**Reading passage:**
Victoria Noe

Award-winning Author, Speaker, Activist

How I Found the Perfect Audiobook Narrator

Oct 22, 2020 by Victoria Noe, in AIDS , HIV , women's history

The story of Fag Hags, Divas and Moms: The Legacy of Straight Women in the AIDS Community has been the story of unexpected and meaningful connections. So I guess I shouldn’t have been surprised when my narrator became one of those.

When I signed on with Findaway Voices to produce my audiobook, I had to submit a list of requirements for the narrator. That required me to think about tone, inflections, and mood. They sent audition tapes from five possible narrators. I have to admit, they didn’t wow me. Then the pandemic hit and everything stopped. After a few weeks feeling sorry for myself, I looked at my now-empty 2020 calendar and went back to Findaway. I asked for another group to consider, but this time I asked for women of color. It was not a request I would have made just a few months earlier.

I’d followed #PublishingSoWhite on Twitter, saddened but not surprised by stories of the obstacles faced by talented people of color (not just authors) in the publishing industry. Then George Floyd was murdered. All of that, happening during the pandemic, felt overwhelming. What could I do - one person - to make any difference at all?

That’s when I realized that there was no reason why my narrator had to be white. Findaway responded within 24 hours. And while all five in this group were good, Donna Allen was clearly the best I’d heard. It was strange to hear someone else reading my words - very strange - but Donna’s voice convinced me.

Just as she was about to go into production, I told her how and why I chose her. I wanted to address what may have seemed odd: a white woman of a certain age choosing a younger woman of color to narrate her book. I was not expecting Donna’s reply:

"Let me tell you what attracted me to your project. I, like so many others, lost someone to the pandemic in the early 1990's. While my parents introduced me to the performing arts at an early age, my cousin Ron introduced me to the performing arts when he gave me six weeks of ballet lessons for Christmas at age three. Maybe that's when I realized I wanted to be a performer. To say I idolized Ronnie is an understatement. He danced professionally for years, working with stars like Sammy Davis Jr. and Lola Falana. After an injury ended his career he became a lawyer. Geography prevented me from spending time with him then. I came home from California and spent some quality time with him. He was to come to our house for Christmas dinner. Instead he went to the hospital. The last time I saw him was a few days after Christmas in the hospital. He died in April. My mother, who visited him often, told me there were several women who helped him at the end of his life. I don't know who they were but I have been forever grateful. Part of me has always felt guilty for being so far away at the end of his life. When I auditioned for your project, I thought of it as a way of giving back somehow; to honor Ronnie and the women who took care of him, and I'm sure many others."

I almost burst into tears when I read this. But it was yet another example of the kind of grace/coincidence/serendipity I’ve experienced these past five years, since I first began work on the book.

As I’ve said from the beginning, these women’s stories needed to be told. And I’m grateful that Donna agreed to tell them.

**Given entries:**
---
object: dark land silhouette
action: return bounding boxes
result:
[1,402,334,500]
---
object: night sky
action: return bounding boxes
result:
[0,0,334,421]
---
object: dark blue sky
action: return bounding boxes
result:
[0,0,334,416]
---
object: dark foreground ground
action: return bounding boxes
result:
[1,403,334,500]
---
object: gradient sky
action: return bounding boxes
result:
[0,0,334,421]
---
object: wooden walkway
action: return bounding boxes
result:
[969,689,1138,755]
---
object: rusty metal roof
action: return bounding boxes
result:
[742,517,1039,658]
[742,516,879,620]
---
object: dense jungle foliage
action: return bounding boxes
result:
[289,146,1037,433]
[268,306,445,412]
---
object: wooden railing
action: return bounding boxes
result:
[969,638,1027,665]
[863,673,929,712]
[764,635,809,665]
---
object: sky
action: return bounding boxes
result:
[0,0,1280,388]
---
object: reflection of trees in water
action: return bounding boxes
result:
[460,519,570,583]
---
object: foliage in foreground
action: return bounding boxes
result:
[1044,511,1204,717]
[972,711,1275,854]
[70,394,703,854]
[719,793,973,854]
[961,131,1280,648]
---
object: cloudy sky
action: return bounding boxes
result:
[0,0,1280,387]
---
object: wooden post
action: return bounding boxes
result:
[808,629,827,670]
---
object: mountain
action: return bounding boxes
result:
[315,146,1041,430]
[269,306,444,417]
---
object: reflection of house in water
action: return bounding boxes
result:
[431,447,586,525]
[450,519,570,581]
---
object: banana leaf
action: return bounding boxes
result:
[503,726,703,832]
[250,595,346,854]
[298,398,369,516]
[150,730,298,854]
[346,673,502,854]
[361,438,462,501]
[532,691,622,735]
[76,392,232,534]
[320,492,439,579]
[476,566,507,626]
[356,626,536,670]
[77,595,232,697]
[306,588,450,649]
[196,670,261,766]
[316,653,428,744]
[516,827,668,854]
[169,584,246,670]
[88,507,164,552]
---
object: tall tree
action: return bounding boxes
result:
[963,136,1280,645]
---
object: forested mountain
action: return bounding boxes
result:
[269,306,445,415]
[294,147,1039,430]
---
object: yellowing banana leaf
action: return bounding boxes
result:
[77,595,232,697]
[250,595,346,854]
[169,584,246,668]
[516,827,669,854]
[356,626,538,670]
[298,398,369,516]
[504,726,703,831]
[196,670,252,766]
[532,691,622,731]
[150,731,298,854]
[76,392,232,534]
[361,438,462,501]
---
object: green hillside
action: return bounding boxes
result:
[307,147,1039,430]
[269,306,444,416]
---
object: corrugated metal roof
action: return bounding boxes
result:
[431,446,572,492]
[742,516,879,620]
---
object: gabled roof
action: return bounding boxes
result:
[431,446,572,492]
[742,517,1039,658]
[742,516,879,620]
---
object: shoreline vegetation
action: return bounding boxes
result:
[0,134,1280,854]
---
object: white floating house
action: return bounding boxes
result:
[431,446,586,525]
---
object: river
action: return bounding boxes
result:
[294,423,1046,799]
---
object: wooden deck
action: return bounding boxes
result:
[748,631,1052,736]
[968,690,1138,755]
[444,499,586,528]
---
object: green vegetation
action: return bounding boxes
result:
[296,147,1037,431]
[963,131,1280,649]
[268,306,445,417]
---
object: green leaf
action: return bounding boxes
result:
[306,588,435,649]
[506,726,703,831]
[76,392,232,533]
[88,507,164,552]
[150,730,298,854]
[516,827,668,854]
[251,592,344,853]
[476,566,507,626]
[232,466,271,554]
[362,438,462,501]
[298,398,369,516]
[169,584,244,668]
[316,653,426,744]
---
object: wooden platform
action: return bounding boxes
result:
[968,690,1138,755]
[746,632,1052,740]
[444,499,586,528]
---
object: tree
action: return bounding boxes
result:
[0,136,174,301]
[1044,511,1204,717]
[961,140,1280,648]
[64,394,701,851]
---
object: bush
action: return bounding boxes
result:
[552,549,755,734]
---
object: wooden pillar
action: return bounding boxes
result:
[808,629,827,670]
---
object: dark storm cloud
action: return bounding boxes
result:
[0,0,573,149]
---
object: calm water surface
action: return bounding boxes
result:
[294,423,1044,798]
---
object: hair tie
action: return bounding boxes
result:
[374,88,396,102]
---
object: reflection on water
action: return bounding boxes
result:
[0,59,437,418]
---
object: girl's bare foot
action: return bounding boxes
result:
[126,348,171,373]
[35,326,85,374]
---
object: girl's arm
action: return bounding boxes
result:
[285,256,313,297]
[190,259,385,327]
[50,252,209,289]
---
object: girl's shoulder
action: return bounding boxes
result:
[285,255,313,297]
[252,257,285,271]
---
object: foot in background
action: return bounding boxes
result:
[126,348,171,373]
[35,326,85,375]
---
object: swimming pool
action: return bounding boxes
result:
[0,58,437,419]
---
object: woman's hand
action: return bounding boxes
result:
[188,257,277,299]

**To do:** List the qualities the author of the audiobook narrator blog post had to consider when writing up requirements for the narrator.

**Output for this exercise:** Tone, inflections, and mood.